Entries supplied »
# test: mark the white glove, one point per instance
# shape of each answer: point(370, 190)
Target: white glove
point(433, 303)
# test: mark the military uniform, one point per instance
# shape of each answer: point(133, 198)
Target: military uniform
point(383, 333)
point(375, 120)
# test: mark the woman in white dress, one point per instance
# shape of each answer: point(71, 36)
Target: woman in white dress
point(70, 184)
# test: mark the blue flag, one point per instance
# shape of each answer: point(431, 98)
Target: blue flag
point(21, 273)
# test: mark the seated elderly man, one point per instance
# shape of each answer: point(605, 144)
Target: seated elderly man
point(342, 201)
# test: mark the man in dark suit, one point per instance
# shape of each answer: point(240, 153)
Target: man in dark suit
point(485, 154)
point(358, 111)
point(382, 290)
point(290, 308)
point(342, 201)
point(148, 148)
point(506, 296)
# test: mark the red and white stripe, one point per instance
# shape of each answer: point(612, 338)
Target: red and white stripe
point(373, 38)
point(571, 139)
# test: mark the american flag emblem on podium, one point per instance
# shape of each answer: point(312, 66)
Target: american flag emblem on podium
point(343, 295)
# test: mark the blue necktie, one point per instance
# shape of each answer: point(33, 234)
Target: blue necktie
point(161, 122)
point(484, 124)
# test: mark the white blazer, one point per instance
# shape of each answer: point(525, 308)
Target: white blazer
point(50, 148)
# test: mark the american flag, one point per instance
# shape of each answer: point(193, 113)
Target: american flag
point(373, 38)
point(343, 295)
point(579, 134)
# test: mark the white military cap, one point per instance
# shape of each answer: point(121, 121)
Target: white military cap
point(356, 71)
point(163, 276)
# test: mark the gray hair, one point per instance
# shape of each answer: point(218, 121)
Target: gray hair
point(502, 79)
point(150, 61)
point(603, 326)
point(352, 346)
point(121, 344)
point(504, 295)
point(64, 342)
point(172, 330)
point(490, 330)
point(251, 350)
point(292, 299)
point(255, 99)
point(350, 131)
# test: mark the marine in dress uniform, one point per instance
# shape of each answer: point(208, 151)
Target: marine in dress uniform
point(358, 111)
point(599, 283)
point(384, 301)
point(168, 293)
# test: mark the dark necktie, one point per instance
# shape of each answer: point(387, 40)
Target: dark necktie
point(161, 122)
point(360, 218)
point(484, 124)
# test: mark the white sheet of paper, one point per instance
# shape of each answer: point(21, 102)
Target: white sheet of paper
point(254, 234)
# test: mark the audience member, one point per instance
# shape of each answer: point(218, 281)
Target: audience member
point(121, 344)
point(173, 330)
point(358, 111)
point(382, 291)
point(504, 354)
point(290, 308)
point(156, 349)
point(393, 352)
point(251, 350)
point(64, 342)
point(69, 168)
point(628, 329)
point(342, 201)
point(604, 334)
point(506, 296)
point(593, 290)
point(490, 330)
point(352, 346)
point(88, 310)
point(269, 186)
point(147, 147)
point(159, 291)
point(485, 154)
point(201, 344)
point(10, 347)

Task details » Working from the material above, retype exactly the lines from the one with "Target: white glove" through the one with "# test: mark the woman", both included, and only those lines.

Output for this exercise »
Target: white glove
point(433, 303)
# test: mark the military uniform, one point per instance
# shape of each answer: point(133, 198)
Target: military uniform
point(383, 333)
point(375, 120)
# test: mark the woman in white dress, one point per instance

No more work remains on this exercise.